- [Required work]:
Write out the following entries word for word, with nothing changed.

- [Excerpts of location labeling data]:
────

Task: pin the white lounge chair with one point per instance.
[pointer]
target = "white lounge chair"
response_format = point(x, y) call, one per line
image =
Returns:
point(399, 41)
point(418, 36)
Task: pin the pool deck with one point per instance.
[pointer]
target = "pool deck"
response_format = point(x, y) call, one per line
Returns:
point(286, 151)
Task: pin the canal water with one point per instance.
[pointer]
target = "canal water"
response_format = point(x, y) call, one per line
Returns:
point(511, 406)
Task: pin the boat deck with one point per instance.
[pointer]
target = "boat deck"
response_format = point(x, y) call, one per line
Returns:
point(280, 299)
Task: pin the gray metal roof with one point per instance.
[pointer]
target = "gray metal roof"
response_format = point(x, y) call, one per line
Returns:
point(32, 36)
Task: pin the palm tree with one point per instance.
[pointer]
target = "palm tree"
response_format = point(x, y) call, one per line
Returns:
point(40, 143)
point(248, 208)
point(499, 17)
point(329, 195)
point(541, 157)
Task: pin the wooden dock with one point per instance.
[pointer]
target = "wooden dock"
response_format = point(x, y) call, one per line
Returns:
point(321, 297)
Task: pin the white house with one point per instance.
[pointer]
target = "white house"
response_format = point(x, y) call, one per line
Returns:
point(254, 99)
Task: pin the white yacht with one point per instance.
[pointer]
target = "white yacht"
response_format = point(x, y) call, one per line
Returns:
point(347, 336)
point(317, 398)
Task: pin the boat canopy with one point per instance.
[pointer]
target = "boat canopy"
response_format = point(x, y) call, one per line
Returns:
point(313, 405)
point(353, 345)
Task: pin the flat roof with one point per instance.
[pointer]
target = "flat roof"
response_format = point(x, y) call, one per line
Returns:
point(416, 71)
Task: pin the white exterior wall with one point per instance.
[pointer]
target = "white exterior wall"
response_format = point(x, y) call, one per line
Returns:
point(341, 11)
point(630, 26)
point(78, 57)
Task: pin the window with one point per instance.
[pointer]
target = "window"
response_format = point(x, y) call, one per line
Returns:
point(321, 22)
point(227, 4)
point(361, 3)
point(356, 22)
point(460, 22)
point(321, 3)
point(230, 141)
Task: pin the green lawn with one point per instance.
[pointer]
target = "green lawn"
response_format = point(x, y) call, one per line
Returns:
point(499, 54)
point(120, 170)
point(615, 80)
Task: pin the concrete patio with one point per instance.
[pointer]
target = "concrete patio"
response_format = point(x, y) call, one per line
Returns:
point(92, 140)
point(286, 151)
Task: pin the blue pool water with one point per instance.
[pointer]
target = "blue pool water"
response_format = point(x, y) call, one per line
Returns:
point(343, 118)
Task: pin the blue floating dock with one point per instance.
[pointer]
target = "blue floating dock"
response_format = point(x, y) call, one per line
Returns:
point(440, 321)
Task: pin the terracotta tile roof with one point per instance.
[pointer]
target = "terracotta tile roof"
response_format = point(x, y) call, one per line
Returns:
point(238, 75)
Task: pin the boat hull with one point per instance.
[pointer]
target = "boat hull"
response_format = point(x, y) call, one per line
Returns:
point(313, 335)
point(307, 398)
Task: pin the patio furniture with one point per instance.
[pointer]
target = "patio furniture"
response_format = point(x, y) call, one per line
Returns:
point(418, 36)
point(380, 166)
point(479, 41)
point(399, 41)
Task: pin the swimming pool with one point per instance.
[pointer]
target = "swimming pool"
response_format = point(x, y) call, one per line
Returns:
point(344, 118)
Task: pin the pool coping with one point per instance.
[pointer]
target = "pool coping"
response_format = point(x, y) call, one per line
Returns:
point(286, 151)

────

- [Written solution]:
Task: pin the white lounge chair with one point per instance.
[pointer]
target = "white lounge chair"
response_format = point(x, y) call, one per line
image =
Returns:
point(399, 41)
point(418, 36)
Task: pin the pool deck with one point per instance.
[pointer]
target = "pool deck"
response_format = point(x, y) call, one per line
Returns:
point(286, 151)
Task: pin the canal water with one point per instance.
[pointer]
target = "canal water"
response_format = point(x, y) call, one per line
Returns:
point(511, 406)
Task: pin the boat deck with one point per instance.
[pointer]
target = "boat deck"
response_format = point(x, y) call, one per line
Returns:
point(280, 299)
Task: pin the gray metal roof with one point per instance.
[pointer]
target = "gray metal roof"
response_format = point(x, y) call, one per line
Returns:
point(32, 36)
Task: pin the palm tree with one point per instance.
[pointer]
target = "palm tree"
response_format = point(x, y) call, one per line
Returns:
point(40, 143)
point(248, 208)
point(499, 17)
point(329, 195)
point(541, 157)
Task: pin the wooden dock with one point per instance.
[pointer]
target = "wooden dock"
response_format = point(x, y) call, one per line
Returns:
point(321, 297)
Task: pin the white house with one point per instance.
[pointer]
target = "white house"
response_format = point(x, y) call, one per line
Returns:
point(254, 99)
Task: pin the white yacht with one point per instance.
[pointer]
target = "white yacht"
response_format = point(x, y) call, one per line
Returns:
point(347, 336)
point(317, 398)
Task: pin the boat canopy with one point per instance.
[pointer]
target = "boat canopy"
response_format = point(x, y) call, one per line
Returns:
point(313, 405)
point(353, 345)
Task: pin the flat roof with one point per instance.
[pointer]
target = "flat roof"
response_format = point(x, y) call, one per line
Returns:
point(416, 71)
Task: pin the white exterior wall with one point per instance.
[pointer]
target = "white exterior wall"
response_format = point(x, y) call, one per line
Returns:
point(341, 11)
point(630, 26)
point(78, 57)
Task: pin the window with one point per instance.
[pointer]
target = "window"
response_format = point(x, y) call, one per line
Returns:
point(321, 22)
point(227, 4)
point(361, 3)
point(356, 22)
point(460, 22)
point(321, 3)
point(230, 141)
Task: pin the green lawn with one point per instance.
[pointer]
target = "green lawn"
response_format = point(x, y) call, one per line
Returns:
point(499, 54)
point(120, 170)
point(615, 80)
Task: pin the concrete patio with one point per instance.
[pointer]
target = "concrete patio"
response_format = point(x, y) call, one per line
Returns:
point(92, 140)
point(286, 151)
Task: pin the blue pool water with one point per instance.
[pointer]
target = "blue pool water"
response_format = point(x, y) call, one per line
Returns:
point(343, 118)
Task: pin the blue floating dock with one point per instance.
[pointer]
target = "blue floating dock"
response_format = point(x, y) call, one per line
Returns:
point(440, 321)
Task: pin the terracotta tile roof with one point per instance.
[pointer]
target = "terracotta tile roof"
response_format = point(x, y) call, one per line
Returns:
point(238, 75)
Task: pin the boat hull with one point per instance.
[pointer]
target = "boat hull"
response_format = point(x, y) call, one per line
Returns:
point(313, 335)
point(307, 398)
Task: pin the patio furniture with one point per instance.
[pointer]
target = "patio furniture"
response_format = point(x, y) call, one per line
Returns:
point(418, 36)
point(380, 166)
point(479, 41)
point(399, 41)
Task: pin the swimming pool with one point per instance.
[pointer]
target = "swimming pool"
response_format = point(x, y) call, one per line
Returns:
point(344, 118)
Task: pin the pool coping with one point per instance.
[pointer]
target = "pool coping"
response_format = point(x, y) call, one per line
Returns:
point(286, 151)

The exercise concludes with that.